Source extract:
A process, an end, a beginning

The college search and decision process represents, for some kids, a significant threshold. They begin to move from the present emotion of adolescence to the future rationale of adulthood. They have to consider their own identity in an attempt to find a cultural and academic match. They must take a sobering account of their performance and finally link the cause and effect of each homework assignment either completed or eaten by the dog. It is also an opportunity to consider their personal narrative. What have I done that is interesting? What do I care about? What is my voice? What does it mean to have a voice?

For some high school seniors the plan is mapped by family legacy, geography, finances or even the determination that college is not a desired option. For my son and his friends, it has been an exhausting competition, real and faux, played without enough experience to factor fate in the outcome. No amount of assurance and logic has meaning. It is their first brush with mystery. The same college that accepts a student ranked 48 in his high school class can waitlist or reject the Valedictorian. They always knew life wasn’t fair, they just assumed that their parents were the arbitrators. Now the whole world seems in on it.

Because I have shared some of my son’s college application journey:




Here is his decision:


He is very, very happy. Living through his eyes in the past few weeks, I have shared his incredible rush of relief. He did his best. It is over. Now he is just running the clock out. And although I was prepared to either sort through disappointment or bob in the wake of excitement, this was his show from the start. I watch him bask in the sun and know he needs to savor and store this feeling. He will need it.        




16 responses to “A process, an end, a beginning”

Extracted entries:

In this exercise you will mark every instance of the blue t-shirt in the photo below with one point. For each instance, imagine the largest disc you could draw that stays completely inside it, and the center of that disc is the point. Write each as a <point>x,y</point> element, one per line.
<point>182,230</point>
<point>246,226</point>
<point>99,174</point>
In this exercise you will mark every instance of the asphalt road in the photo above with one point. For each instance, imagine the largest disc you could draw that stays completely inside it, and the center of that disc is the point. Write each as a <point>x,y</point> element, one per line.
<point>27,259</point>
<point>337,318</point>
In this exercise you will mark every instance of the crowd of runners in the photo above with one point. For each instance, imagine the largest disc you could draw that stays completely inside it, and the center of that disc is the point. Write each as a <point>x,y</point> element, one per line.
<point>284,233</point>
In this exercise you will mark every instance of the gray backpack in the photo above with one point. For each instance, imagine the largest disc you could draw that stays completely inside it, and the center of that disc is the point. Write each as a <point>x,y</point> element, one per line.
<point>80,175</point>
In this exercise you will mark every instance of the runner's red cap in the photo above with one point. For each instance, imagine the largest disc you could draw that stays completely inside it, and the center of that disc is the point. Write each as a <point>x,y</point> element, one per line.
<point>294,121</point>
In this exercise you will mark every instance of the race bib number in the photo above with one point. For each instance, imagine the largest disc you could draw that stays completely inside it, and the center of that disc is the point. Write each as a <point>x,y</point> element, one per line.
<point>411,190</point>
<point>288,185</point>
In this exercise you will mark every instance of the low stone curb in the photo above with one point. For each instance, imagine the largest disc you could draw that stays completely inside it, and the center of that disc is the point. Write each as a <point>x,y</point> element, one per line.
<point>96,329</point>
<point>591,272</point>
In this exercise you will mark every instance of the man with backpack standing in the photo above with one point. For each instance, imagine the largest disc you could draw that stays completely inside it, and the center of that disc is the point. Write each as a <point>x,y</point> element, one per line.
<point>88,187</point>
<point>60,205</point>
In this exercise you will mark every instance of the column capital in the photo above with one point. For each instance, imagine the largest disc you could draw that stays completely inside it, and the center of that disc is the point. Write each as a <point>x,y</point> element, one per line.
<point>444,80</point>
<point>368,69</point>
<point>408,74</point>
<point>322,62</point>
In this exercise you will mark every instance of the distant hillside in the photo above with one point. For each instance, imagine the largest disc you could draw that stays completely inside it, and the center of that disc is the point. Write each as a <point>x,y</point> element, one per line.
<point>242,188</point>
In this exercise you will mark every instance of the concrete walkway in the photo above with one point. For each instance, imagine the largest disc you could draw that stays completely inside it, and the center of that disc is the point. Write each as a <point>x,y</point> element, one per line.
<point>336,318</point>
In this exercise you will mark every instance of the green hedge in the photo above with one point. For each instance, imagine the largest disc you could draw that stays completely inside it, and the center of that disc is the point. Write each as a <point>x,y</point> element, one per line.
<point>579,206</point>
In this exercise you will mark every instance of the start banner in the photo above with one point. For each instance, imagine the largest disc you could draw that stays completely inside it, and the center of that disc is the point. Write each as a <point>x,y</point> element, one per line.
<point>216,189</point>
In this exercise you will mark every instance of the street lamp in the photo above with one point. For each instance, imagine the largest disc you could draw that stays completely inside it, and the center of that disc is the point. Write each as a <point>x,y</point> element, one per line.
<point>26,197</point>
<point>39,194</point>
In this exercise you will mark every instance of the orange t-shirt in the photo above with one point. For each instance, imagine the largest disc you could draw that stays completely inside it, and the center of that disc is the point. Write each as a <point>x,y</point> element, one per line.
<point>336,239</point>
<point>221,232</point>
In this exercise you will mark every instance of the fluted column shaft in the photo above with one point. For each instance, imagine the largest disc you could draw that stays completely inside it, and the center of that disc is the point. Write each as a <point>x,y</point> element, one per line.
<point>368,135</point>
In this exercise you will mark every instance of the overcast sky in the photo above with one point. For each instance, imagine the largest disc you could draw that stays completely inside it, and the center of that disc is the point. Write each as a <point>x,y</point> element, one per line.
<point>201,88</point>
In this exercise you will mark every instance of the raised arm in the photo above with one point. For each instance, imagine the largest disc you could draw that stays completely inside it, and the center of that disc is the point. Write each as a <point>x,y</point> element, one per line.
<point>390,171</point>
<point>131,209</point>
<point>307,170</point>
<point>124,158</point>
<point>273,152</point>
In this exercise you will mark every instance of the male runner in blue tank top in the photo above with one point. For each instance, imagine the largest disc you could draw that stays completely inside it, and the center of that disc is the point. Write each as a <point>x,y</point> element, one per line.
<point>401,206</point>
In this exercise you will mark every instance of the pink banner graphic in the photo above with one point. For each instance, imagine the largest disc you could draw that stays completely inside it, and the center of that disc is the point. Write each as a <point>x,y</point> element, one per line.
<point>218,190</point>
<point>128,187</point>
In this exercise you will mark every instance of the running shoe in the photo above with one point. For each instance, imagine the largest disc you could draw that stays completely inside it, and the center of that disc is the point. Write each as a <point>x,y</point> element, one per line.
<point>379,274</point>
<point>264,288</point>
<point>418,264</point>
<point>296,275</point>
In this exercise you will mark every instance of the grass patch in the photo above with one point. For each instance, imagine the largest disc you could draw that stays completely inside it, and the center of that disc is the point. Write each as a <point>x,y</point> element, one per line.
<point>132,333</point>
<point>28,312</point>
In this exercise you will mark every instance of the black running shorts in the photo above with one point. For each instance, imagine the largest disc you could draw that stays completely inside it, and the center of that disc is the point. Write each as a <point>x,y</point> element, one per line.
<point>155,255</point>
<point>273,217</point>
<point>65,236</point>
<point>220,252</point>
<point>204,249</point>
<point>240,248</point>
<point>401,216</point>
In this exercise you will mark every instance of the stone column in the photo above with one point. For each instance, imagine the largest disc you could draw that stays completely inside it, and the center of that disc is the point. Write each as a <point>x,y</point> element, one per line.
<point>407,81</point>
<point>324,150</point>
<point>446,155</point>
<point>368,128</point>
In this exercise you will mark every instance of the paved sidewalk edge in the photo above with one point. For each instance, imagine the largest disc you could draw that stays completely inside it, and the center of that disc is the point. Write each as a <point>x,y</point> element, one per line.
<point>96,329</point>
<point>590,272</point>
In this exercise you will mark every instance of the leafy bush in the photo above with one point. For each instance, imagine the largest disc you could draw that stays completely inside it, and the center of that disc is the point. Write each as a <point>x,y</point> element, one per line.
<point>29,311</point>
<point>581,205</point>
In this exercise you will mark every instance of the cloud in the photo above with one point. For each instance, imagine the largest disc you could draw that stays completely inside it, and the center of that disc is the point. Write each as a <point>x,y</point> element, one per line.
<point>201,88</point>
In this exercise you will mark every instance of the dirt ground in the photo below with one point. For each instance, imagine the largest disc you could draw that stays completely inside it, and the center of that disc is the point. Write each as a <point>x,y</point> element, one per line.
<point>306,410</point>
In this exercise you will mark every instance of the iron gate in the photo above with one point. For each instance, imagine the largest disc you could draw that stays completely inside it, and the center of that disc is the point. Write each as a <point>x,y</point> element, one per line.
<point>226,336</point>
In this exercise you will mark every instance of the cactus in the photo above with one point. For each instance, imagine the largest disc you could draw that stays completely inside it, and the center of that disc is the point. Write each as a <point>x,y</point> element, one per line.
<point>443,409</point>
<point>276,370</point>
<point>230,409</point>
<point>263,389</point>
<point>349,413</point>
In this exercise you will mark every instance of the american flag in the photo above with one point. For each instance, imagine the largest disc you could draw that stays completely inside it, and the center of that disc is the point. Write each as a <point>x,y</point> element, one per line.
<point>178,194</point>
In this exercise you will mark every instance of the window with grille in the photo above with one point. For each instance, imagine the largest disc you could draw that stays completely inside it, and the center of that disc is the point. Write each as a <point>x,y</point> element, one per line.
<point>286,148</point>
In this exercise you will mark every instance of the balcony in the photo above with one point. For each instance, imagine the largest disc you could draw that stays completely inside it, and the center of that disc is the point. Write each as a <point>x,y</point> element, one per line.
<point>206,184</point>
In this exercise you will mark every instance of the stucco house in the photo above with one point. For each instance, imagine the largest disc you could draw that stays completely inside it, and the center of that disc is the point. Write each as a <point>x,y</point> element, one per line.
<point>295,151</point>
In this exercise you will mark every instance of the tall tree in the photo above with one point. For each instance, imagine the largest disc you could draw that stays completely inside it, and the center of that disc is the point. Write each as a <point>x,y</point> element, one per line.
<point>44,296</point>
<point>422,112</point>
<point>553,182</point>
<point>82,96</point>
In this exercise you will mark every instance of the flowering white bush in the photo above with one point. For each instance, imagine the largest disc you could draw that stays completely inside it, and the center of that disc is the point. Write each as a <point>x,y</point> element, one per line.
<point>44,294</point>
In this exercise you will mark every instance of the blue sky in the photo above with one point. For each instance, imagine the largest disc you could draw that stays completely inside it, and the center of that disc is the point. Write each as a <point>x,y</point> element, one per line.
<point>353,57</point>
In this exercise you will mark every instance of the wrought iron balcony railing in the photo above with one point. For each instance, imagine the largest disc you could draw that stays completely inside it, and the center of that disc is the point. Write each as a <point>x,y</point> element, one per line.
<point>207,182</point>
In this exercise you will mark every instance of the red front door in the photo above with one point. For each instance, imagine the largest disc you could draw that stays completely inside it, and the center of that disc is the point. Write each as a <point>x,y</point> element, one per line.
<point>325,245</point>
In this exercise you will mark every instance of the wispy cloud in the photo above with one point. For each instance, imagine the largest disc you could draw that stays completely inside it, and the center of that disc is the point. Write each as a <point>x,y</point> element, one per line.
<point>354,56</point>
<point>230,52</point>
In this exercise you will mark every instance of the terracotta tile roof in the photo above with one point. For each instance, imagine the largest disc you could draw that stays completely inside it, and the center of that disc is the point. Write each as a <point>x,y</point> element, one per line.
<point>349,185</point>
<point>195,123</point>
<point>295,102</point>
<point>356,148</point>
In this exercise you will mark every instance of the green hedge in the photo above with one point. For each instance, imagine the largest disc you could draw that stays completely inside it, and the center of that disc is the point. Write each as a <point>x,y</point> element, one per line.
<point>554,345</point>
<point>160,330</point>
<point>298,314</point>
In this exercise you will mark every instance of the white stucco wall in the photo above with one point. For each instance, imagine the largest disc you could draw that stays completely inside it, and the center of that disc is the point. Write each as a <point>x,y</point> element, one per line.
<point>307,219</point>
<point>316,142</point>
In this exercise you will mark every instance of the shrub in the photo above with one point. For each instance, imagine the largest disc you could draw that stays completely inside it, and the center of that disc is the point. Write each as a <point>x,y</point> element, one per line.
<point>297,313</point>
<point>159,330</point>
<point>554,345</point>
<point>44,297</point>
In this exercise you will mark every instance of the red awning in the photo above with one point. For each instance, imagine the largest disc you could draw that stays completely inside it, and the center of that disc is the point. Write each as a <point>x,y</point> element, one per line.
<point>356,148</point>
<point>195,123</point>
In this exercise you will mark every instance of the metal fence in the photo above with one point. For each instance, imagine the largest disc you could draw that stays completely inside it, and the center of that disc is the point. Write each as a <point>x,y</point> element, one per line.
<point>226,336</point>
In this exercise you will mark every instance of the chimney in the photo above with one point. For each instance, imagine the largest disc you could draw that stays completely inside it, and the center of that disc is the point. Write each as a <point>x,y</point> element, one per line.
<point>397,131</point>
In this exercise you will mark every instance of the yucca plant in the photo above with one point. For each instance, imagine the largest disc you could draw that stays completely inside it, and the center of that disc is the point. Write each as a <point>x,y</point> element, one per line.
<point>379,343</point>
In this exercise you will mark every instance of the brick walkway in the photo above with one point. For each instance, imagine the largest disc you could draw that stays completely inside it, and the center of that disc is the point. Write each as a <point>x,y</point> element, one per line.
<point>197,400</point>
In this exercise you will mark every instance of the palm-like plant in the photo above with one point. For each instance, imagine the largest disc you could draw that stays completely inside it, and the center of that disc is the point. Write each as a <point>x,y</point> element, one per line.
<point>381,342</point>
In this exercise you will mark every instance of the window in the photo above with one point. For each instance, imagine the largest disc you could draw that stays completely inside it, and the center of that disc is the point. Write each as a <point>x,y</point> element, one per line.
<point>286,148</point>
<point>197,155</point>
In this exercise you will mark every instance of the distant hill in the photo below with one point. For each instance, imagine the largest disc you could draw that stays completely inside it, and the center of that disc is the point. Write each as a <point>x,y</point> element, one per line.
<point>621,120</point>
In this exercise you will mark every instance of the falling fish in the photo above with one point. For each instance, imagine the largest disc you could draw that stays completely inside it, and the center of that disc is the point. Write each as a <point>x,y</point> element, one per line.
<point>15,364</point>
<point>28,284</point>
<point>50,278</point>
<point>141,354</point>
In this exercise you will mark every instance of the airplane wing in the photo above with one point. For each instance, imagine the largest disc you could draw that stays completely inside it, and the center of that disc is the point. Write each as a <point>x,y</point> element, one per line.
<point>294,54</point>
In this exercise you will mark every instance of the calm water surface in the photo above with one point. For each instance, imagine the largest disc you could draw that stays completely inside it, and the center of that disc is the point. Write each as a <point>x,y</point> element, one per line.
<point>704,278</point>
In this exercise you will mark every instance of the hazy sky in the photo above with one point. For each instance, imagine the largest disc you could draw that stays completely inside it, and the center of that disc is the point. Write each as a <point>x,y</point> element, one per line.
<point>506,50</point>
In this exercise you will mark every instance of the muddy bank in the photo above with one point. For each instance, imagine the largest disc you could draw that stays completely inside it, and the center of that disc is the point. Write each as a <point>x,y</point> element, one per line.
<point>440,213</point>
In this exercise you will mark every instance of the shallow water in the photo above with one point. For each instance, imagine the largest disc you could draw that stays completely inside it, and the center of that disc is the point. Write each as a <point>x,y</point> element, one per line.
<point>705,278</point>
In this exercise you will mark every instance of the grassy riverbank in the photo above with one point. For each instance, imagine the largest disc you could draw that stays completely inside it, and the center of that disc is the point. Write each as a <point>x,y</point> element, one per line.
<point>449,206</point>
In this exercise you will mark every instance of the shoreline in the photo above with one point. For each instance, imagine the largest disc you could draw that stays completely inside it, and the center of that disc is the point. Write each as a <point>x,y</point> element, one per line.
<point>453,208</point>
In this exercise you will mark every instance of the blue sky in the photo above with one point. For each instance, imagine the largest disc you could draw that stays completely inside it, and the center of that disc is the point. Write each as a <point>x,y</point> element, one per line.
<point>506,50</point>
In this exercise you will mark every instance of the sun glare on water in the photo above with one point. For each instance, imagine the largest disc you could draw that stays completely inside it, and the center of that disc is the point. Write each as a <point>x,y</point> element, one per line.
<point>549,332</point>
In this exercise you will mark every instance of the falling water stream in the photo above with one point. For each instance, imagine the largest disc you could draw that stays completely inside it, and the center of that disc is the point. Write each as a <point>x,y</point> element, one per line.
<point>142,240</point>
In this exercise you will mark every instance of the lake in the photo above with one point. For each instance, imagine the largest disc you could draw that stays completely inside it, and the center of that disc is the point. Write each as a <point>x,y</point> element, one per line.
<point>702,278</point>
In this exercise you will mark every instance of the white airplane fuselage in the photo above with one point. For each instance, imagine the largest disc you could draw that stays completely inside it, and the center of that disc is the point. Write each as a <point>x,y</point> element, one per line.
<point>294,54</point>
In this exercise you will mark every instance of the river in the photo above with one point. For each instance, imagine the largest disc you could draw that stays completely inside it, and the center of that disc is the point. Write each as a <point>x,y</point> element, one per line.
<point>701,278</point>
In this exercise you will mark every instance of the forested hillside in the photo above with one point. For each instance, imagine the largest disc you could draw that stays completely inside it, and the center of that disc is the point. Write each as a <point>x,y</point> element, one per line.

Set exercise:
Can you print the whole piece on the college search process from above again, word for word?

Correct output:
A process, an end, a beginning

The college search and decision process represents, for some kids, a significant threshold. They begin to move from the present emotion of adolescence to the future rationale of adulthood. They have to consider their own identity in an attempt to find a cultural and academic match. They must take a sobering account of their performance and finally link the cause and effect of each homework assignment either completed or eaten by the dog. It is also an opportunity to consider their personal narrative. What have I done that is interesting? What do I care about? What is my voice? What does it mean to have a voice?

For some high school seniors the plan is mapped by family legacy, geography, finances or even the determination that college is not a desired option. For my son and his friends, it has been an exhausting competition, real and faux, played without enough experience to factor fate in the outcome. No amount of assurance and logic has meaning. It is their first brush with mystery. The same college that accepts a student ranked 48 in his high school class can waitlist or reject the Valedictorian. They always knew life wasn’t fair, they just assumed that their parents were the arbitrators. Now the whole world seems in on it.

Because I have shared some of my son’s college application journey:




Here is his decision:


He is very, very happy. Living through his eyes in the past few weeks, I have shared his incredible rush of relief. He did his best. It is over. Now he is just running the clock out. And although I was prepared to either sort through disappointment or bob in the wake of excitement, this was his show from the start. I watch him bask in the sun and know he needs to savor and store this feeling. He will need it.        




16 responses to “A process, an end, a beginning”